Text shown:
It's worth noting however, that while good-intentioned, the Quaker philosophy was an abysmal failure when applied to penology. Prisoners kept in isolation for long periods of time do not become penitent and reflective, transforming into productive members of soicety. More often than not, they go insane. Today, solitary confinement is used strictly as a punishment within prisons, and most prisoners will adopt more socially-acceptable behavior to avoid this maddening treatment.
Eastern's seven earliest cell blocks may represent the first modern building in the United States. The concept plan, by the British-born architect John Haviland, reveals the purity of the vision. Seven cell blocks radiate from a central surveillance rotunda. Haviland's ambitious mechanical innovations placed each prisoner had his or her own private cell, centrally heated, with running water, a flush toilet, and a skylight. Adjacent to the cell was a private outdoor exercise yard contained by a ten-foot wall. This was in an age when the White House, with its new occupant Andrew Jackson, had no running water and was heated with coal-burning stoves.
In the vaulted, skylit cell, the prisoner had only the light from heaven, the word of God (the Bible) and honest work (shoemaking, weaving, and the like) to lead to penitence. In striking contrast to the Gothic exterior, Haviland used the grand architectural vocabulary of churches on the interior. He employed 30-foot, barrel vaulted hallways, tall arched windows, and skylights throughout. He wrote of the Penitentiary as a forced monastery, a machine for reform. But he added an impressive touch: a menacing, medieval facade, built to intimidate, that ironically implied that physical punishment took place behind those grim walls.
Virtually all prisons designed in the nineteenth century, world wide, were based on one of two systems: New York State's Auburn System, and the Pennsylvania System embodied in the Eastern State Penitentiary. During the century following Eastern's construction, more than 300 prisons in South America, Europe, Russia, China, Japan, and across the British Empire were based on its plan.

Directions for this task:
Answer these from the text about Eastern State Penitentiary:
(a) How high was the wall around each prisoner's outdoor exercise yard?
(b) How tall were the barrel-vaulted hallways?
(c) In the century after Eastern's construction, how many prisons were based on its plan?
The listing was taken from a separate source.

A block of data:
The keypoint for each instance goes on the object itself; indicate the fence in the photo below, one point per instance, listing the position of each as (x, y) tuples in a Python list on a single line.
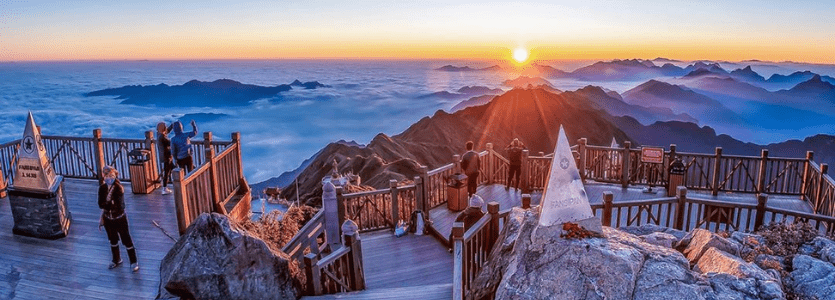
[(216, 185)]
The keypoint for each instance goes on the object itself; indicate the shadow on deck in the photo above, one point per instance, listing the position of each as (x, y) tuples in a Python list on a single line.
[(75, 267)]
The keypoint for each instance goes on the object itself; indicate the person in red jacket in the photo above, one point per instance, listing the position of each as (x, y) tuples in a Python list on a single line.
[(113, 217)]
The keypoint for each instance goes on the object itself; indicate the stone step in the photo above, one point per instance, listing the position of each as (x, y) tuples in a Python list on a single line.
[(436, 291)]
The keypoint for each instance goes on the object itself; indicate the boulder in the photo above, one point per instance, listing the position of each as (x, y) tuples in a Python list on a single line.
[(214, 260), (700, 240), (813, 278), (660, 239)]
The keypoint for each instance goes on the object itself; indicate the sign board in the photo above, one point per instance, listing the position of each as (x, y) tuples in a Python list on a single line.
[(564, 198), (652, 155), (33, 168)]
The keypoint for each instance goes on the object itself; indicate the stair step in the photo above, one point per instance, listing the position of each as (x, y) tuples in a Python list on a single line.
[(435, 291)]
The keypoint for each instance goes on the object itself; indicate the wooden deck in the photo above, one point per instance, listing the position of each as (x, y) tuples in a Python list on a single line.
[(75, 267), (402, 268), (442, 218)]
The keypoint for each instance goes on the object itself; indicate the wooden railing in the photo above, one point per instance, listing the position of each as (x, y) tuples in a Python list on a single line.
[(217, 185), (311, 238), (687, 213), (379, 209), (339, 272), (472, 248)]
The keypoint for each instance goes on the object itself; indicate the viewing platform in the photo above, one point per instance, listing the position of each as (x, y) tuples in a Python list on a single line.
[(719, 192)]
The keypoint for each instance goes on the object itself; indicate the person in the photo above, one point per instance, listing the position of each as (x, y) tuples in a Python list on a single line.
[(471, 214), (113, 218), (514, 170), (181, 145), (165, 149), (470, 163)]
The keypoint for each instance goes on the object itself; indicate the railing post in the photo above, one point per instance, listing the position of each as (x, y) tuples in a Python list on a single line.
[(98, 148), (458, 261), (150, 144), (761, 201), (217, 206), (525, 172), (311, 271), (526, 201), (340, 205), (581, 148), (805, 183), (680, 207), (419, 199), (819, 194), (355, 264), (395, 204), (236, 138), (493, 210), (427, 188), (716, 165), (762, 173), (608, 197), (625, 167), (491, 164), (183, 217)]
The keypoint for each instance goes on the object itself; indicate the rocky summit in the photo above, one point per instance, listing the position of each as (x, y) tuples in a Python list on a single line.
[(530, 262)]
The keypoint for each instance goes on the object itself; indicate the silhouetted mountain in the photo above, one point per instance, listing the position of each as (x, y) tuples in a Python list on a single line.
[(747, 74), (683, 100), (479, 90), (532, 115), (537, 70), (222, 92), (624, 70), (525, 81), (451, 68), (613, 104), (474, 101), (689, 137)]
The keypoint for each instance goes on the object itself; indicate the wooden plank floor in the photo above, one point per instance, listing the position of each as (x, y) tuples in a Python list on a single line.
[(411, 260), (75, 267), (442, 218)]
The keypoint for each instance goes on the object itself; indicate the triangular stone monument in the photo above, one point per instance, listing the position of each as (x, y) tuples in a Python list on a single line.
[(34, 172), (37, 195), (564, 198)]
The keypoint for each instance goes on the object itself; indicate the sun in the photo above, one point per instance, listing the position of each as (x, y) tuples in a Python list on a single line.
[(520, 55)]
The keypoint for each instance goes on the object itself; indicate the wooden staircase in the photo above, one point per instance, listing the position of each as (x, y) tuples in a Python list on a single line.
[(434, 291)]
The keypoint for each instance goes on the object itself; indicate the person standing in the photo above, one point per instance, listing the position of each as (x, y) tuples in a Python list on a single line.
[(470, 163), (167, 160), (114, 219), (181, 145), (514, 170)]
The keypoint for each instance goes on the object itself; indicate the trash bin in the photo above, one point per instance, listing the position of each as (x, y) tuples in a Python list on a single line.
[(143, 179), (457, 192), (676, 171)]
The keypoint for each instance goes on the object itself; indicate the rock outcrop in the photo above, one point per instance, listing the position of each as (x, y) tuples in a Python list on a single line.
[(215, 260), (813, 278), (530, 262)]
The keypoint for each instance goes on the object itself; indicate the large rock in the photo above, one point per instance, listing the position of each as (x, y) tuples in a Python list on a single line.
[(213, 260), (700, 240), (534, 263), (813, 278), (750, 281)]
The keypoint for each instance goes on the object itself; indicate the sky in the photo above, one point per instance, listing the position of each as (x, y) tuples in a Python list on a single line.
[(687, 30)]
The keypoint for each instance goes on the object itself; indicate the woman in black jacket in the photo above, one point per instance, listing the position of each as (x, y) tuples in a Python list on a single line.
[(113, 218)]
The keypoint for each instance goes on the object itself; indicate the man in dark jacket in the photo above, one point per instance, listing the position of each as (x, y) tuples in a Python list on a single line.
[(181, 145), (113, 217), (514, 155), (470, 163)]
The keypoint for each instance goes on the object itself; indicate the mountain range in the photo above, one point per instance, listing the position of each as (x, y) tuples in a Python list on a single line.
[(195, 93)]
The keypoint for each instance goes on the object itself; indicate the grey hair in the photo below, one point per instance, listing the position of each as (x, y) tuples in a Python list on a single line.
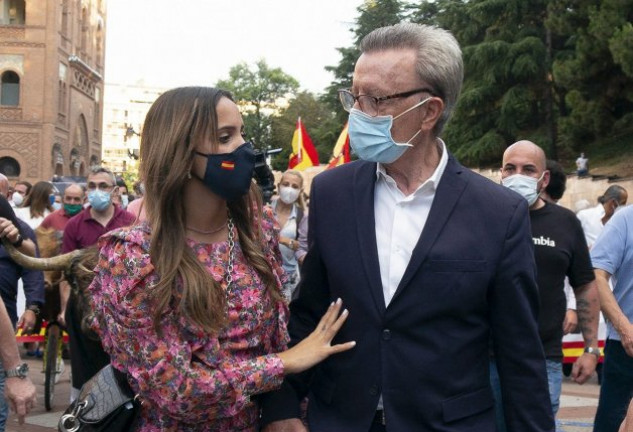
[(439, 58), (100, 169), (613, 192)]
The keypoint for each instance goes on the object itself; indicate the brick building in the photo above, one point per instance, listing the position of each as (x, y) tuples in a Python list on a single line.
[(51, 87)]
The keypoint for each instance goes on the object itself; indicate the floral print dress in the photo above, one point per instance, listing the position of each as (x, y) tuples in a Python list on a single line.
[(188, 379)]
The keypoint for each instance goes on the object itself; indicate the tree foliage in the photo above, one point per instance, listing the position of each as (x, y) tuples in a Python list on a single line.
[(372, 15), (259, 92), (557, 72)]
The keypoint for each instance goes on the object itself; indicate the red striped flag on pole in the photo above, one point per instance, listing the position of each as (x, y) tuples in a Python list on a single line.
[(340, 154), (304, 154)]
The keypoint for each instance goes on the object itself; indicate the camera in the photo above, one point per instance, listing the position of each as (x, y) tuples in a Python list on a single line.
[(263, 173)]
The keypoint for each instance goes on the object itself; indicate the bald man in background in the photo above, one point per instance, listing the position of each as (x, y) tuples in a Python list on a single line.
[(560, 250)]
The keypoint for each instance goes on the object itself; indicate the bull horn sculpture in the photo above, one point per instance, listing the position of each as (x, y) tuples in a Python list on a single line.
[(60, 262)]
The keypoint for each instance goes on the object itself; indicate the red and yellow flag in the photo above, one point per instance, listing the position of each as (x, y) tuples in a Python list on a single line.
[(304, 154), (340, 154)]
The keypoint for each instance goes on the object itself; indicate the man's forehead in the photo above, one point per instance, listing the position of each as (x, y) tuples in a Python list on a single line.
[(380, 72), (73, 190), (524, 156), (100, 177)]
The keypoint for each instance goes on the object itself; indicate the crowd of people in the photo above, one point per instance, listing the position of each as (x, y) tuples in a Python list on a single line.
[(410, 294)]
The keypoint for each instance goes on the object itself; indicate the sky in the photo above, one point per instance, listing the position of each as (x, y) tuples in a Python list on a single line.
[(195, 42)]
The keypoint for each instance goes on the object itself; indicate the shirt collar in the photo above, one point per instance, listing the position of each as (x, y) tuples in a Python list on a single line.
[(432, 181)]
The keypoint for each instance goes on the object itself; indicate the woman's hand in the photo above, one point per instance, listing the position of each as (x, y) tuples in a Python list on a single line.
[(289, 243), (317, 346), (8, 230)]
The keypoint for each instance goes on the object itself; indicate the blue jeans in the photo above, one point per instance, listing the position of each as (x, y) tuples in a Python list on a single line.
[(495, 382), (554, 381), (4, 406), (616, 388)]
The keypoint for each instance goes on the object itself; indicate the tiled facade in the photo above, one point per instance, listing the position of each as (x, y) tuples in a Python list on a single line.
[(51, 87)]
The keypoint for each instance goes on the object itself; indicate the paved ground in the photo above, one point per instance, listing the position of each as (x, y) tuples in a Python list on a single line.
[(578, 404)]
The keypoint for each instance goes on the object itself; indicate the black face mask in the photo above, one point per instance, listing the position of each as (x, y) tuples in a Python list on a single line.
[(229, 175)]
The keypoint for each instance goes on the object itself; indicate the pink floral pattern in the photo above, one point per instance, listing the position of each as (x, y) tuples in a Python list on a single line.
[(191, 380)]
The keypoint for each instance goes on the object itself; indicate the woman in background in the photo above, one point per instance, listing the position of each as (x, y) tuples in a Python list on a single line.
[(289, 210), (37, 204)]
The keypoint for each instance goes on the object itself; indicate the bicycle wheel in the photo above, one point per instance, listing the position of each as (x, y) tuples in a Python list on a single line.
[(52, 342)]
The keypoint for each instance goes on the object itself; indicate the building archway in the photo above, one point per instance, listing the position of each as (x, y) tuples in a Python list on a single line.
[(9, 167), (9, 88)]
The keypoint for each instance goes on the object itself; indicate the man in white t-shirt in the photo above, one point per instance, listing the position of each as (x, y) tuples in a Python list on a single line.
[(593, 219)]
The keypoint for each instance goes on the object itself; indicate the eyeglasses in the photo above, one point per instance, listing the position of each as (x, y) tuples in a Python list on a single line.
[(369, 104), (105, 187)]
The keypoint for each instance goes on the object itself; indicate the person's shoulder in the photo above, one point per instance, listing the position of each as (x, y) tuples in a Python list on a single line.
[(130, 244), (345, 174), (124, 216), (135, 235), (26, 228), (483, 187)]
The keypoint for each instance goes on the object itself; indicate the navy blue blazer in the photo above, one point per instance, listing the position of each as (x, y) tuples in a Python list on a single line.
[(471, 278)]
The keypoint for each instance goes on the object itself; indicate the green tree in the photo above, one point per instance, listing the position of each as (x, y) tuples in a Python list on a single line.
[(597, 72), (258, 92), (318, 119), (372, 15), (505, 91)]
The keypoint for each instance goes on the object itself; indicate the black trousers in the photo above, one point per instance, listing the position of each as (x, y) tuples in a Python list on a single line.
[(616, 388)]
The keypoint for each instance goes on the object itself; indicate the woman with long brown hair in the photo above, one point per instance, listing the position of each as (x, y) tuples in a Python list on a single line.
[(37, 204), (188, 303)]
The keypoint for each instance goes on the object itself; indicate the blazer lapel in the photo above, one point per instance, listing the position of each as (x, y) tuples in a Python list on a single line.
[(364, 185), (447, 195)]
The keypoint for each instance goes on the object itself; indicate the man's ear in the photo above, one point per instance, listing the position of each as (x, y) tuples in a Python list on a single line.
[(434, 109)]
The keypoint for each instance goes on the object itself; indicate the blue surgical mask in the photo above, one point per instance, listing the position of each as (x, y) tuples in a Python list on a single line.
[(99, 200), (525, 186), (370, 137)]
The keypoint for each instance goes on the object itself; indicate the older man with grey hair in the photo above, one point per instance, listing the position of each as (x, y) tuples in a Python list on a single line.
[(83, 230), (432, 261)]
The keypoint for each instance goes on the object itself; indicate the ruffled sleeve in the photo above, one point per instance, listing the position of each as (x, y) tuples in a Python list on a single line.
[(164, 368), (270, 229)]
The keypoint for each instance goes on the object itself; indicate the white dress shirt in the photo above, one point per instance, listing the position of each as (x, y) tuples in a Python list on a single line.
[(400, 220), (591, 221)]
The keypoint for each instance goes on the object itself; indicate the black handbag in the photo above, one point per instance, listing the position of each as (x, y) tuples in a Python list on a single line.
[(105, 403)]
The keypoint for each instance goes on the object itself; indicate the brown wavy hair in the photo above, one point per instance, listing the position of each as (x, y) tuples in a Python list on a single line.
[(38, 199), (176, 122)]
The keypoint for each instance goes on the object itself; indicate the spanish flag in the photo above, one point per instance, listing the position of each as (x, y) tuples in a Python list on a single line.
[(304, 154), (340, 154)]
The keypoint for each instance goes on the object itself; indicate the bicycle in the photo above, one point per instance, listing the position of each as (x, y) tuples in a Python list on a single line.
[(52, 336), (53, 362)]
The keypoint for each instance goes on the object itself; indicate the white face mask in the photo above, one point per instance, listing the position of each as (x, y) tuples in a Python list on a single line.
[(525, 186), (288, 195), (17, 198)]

Solved problem:
(a) Ten feet.
(b) 30 feet.
(c) More than 300.